> [PROBLEM TO SOLVE]: Update the entries below by replacing "bracket format" with "square-bracket notation" wherever it occurs, leaving everything else unchanged.

(Source records)
--- Start ---
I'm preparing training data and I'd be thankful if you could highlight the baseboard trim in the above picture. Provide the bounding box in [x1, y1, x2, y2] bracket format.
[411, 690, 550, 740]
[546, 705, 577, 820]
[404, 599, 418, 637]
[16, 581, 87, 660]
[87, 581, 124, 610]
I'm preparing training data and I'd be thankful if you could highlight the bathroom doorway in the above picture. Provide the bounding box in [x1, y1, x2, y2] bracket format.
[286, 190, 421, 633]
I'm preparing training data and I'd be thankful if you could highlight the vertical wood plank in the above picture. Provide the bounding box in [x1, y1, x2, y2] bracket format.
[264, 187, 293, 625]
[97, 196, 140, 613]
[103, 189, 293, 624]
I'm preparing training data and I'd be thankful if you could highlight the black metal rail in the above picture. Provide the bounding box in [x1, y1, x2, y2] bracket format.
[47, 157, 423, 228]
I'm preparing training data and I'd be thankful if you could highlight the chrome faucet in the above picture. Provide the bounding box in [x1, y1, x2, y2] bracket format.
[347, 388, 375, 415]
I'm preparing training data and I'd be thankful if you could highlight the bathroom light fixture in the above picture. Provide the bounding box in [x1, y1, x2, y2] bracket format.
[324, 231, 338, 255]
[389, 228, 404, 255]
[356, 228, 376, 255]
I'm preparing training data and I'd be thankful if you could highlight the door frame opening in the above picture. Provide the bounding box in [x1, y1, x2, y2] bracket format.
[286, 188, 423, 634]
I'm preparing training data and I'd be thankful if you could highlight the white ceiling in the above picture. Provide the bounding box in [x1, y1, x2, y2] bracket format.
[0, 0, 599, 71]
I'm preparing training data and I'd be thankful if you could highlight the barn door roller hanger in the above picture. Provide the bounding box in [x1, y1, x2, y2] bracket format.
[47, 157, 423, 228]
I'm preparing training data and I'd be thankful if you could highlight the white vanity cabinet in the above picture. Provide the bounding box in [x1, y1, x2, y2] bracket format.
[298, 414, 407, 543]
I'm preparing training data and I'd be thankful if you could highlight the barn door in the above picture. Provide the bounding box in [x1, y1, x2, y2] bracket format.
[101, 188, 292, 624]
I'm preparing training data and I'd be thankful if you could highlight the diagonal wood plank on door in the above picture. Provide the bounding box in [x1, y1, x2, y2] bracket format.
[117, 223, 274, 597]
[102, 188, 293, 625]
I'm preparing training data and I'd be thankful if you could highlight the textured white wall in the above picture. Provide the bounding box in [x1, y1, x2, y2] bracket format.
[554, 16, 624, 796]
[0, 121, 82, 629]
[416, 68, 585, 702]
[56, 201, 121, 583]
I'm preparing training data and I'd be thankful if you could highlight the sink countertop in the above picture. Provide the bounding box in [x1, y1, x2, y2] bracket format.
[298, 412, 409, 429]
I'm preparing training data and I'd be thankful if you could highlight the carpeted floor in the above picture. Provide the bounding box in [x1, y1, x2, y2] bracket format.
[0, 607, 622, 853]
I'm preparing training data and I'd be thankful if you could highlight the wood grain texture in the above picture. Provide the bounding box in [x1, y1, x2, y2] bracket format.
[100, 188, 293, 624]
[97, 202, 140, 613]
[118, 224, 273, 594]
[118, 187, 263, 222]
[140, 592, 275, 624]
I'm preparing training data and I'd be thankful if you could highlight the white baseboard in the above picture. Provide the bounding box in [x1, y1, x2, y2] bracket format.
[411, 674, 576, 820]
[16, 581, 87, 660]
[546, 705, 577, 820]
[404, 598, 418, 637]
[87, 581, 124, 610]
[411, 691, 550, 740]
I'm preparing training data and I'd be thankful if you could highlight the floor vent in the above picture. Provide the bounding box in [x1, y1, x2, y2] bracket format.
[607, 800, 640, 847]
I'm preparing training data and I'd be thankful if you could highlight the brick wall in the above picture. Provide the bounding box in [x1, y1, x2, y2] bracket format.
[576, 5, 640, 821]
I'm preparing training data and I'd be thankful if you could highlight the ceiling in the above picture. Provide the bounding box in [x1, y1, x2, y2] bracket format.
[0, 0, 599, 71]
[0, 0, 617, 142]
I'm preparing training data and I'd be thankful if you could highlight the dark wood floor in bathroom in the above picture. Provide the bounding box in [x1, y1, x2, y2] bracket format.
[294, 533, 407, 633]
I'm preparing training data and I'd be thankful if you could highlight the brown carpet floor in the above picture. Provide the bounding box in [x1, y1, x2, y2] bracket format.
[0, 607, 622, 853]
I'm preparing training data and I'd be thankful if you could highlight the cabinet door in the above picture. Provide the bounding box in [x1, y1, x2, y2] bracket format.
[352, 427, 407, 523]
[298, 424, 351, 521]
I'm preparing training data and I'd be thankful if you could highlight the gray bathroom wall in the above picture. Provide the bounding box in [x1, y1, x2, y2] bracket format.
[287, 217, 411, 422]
--- End ---
> [ANSWER TO THE PROBLEM]:
I'm preparing training data and I'd be thankful if you could highlight the baseboard trim in the above picture. Provide the bounding box in [x1, y1, x2, y2] square-bracket notation.
[411, 690, 550, 740]
[546, 705, 577, 820]
[404, 599, 418, 637]
[16, 581, 87, 660]
[87, 581, 124, 610]
I'm preparing training data and I'd be thankful if you could highlight the bathroom doorway in the above picture. Provide the bounding box in [x1, y1, x2, y2] square-bracket notation.
[286, 190, 421, 633]
I'm preparing training data and I'd be thankful if you could highlight the vertical wood plank in the above picture. Provide the bounding box in [x1, y1, x2, y2] square-bracket notation.
[264, 187, 293, 625]
[97, 196, 140, 613]
[103, 189, 293, 624]
I'm preparing training data and I'd be thankful if you could highlight the black metal rail in the above picture. Provide the bounding box in [x1, y1, x2, y2] square-bracket notation.
[47, 157, 423, 228]
I'm preparing training data and I'd be thankful if you could highlight the chrome faucet in the above picture. Provide the bounding box in [x1, y1, x2, y2] square-bracket notation.
[347, 388, 375, 415]
I'm preparing training data and I'd be thankful if you could highlight the bathroom light fixture in the above picture. Provide the bounding box in [x1, y1, x2, y2] square-bracket notation.
[324, 231, 338, 255]
[389, 228, 404, 255]
[356, 228, 376, 255]
I'm preparing training data and I'd be thankful if you could highlight the door frame opening in the above picture. Provide the bounding box in [x1, y1, x2, y2] square-bracket notation.
[286, 188, 423, 634]
I'm preparing training data and I'd be thankful if you could highlight the white ceiling in the above picture. Provide the bounding box in [x1, y1, x2, y2] square-bracket notation.
[0, 0, 599, 71]
I'm preparing training data and I'd be thankful if you could highlight the barn door roller hanger in the above picture. Provide the bounding box in [x1, y1, x2, y2] square-bracket notation.
[47, 157, 423, 228]
I'm preparing training data and I'd be thankful if you could highlight the white vanity cabinet in the above picture. Provide the bounding box in [x1, y1, x2, y2] square-bracket notation.
[298, 414, 407, 543]
I'm preparing training data and I'd be thankful if you could highlight the barn door in the above picture. Provide the bounding box in [x1, y1, x2, y2] square-bracket notation.
[101, 188, 292, 624]
I'm preparing training data and I'd be thankful if you could highlight the diagonal wood plank on door in the above picture. Provide the bounding box in [x1, y1, x2, y2] square-bracket notation.
[117, 223, 274, 597]
[102, 188, 293, 625]
I'm preparing training data and I'd be thankful if you could highlight the textured white wall in the above picture. Provide the bounding box in [x1, y1, x2, y2] square-bracket notation.
[554, 16, 624, 796]
[0, 121, 82, 629]
[416, 68, 585, 702]
[56, 201, 121, 583]
I'm preparing training data and I'd be thankful if you could highlight the sink countertop in the above picture. Provide the bounding box in [x1, y1, x2, y2] square-bracket notation.
[298, 412, 409, 429]
I'm preparing training data and I'd be thankful if you could highlight the carpeted floor in the above picture. Provide the bounding box in [x1, y1, x2, y2] square-bracket notation.
[0, 607, 622, 853]
I'm preparing training data and I'd be thankful if you could highlight the wood grain texture in the above picture. Provide the bounding box in [x1, y1, x2, y2] square-bracket notation.
[100, 188, 293, 624]
[97, 202, 140, 613]
[118, 224, 273, 594]
[118, 187, 263, 222]
[140, 592, 275, 624]
I'm preparing training data and I'd be thankful if you could highlight the white baseboard in the above picture. Provide the bounding box in [x1, y1, x2, y2] square-bracket notation.
[411, 674, 576, 820]
[16, 581, 87, 660]
[546, 705, 577, 820]
[404, 598, 418, 637]
[87, 581, 124, 610]
[411, 691, 550, 740]
I'm preparing training data and I'd be thankful if you could highlight the floor vent in the above picture. Provide the bounding box in [x1, y1, x2, y2] square-bracket notation.
[607, 800, 640, 847]
I'm preparing training data and I'd be thankful if you could highlight the brick wall in the above picture. Provide the bounding box in [x1, y1, x2, y2] square-bracket notation.
[576, 5, 640, 821]
I'm preparing training data and I'd be thankful if you could highlight the ceiling in the above picture. Provide the bounding box in [x1, y1, x2, y2] square-bracket notation.
[0, 0, 599, 71]
[0, 0, 617, 142]
I'm preparing training data and I'd be thankful if you could highlight the dark wood floor in bathroom in the above picture. Provide the bounding box in [x1, y1, x2, y2] square-bracket notation.
[294, 533, 407, 633]
I'm preparing training data and I'd be thankful if you could highlight the brown carpet floor in the above picture. Provide the bounding box in [x1, y1, x2, y2] square-bracket notation.
[0, 607, 622, 853]
I'm preparing training data and I'd be thankful if you could highlight the cabinet door in the above picture. Provide the bounding box in [x1, y1, x2, y2] square-bracket notation.
[352, 427, 407, 523]
[298, 424, 351, 521]
I'm preparing training data and I'd be thankful if you could highlight the gray bathroom wall in the above picture. Provide the bounding box in [x1, y1, x2, y2] square-bracket notation.
[287, 217, 411, 422]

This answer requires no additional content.